* [Conjunto de tarefas]
- a) Responda, com base no texto sobre teatralidade de rua:
(i) O que acaba por vencer a vergonha de quem escreve?
(ii) O que se lia na placa que o rapaz ostentava pendurada ao pescoço?
(iii) O que estava escrito embaixo do picho "Welcome to City Cracko"?
- b) Por favor, copie do texto sobre teatralidade de rua o trecho que vai de "A manifestante-performer da" até "Desterritorializados estamos todos.".

* [Texto fornecido]
Hesito em levar adiante a escrita. Parece ato mesquinho em se tratando de situação tão delicada em suas feições de colapso social. No entanto, permanece o desejo de construção coletiva de “debate” (e talvez seja só mais um chavão inconsciente), o que acaba por vencer minha vergonha. Escrevo assim o primeiro texto deste espaço mais especificamente voltado ao que, aqui, tendemos a pensar como “teatralidade de rua” (!). Não se trata de uma tentativa de reduzir a ocupação e a ressignificação do espaço público por mulheres e homens à dimensão estética (ou esvaziando-as em chave esteticizante), mas, ao contrário, expandir a leitura destas ações, entendendo estética de forma indissociável de ética, e também de historicidade e politicidade.

A manifestante-performer da imagem movia a sua placa no sentido da seta, lembrando um orientador de trânsito. Irmanando-se a esta postura de ironia mordaz, dolorida, um rapaz ostentava outra placa, também pendurada ao pescoço, onde se lia “Visite o bairro decorado”, em referência às relações entre a Prefeitura e a especulação imobiliária – uma discussão sobre o processo de gentrificação da Luz pode ser encontrada neste vídeo: http://vimeo.com/32513151. O sarcasmo encontra outros sentidos na condição de visitante de boa parte das pessoas da classe média paulistana que nem ao menos sabia a localização exata daquele lugar da cidade estigmatizado como “Cracolândia”. Não à tôa, ao lado do “buraco”, um picho incitava um riso amargo: “Welcome to City Cracko” (e embaixo, “CACHIMBO CHEIO”). Desterritorializados estamos todos.

* [Informações fornecidas]

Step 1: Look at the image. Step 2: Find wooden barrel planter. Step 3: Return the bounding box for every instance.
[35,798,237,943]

* [Respostas dos exercícios]
- a)
(i) O desejo de construção coletiva de "debate".
(ii) "Visite o bairro decorado".
(iii) "CACHIMBO CHEIO".

- b)
A manifestante-performer da imagem movia a sua placa no sentido da seta, lembrando um orientador de trânsito. Irmanando-se a esta postura de ironia mordaz, dolorida, um rapaz ostentava outra placa, também pendurada ao pescoço, onde se lia “Visite o bairro decorado”, em referência às relações entre a Prefeitura e a especulação imobiliária – uma discussão sobre o processo de gentrificação da Luz pode ser encontrada neste vídeo: http://vimeo.com/32513151. O sarcasmo encontra outros sentidos na condição de visitante de boa parte das pessoas da classe média paulistana que nem ao menos sabia a localização exata daquele lugar da cidade estigmatizado como “Cracolândia”. Não à tôa, ao lado do “buraco”, um picho incitava um riso amargo: “Welcome to City Cracko” (e embaixo, “CACHIMBO CHEIO”). Desterritorializados estamos todos.